**DO THIS**
Transfer every line from the one containing "A single point falls on each instance of the hedge, written" through the end of the items, inclusive, and add 95 to each coordinate in the answer points. Leave the sample coordinates in the request lines unchanged.

**EXTRACTED ENTRIES**

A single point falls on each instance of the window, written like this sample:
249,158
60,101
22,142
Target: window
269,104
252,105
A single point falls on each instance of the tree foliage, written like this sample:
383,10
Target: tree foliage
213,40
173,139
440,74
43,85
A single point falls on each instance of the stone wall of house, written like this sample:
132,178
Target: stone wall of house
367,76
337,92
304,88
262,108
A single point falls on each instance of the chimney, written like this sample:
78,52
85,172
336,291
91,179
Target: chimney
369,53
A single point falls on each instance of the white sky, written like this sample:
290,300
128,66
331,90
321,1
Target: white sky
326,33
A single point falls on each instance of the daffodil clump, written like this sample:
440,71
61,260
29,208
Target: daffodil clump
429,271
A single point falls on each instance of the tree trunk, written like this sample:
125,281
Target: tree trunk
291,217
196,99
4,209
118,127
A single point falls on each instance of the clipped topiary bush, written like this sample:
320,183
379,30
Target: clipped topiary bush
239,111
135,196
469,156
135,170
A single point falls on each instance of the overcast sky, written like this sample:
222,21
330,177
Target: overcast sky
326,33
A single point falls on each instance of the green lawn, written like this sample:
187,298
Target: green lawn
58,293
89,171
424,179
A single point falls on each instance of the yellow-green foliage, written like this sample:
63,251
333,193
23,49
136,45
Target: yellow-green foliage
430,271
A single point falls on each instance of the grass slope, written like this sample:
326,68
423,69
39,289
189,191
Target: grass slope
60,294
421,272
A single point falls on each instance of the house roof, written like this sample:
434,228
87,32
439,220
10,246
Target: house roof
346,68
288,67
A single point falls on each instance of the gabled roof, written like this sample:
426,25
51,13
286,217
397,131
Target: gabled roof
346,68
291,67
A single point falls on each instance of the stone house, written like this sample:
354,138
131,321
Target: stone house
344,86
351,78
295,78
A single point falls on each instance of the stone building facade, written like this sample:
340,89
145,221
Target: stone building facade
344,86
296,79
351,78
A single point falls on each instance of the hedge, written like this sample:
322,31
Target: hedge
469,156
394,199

**WORKED ANSWER**
A single point falls on each instance of the hedge, written like this sample:
322,31
Target: hedge
564,251
489,294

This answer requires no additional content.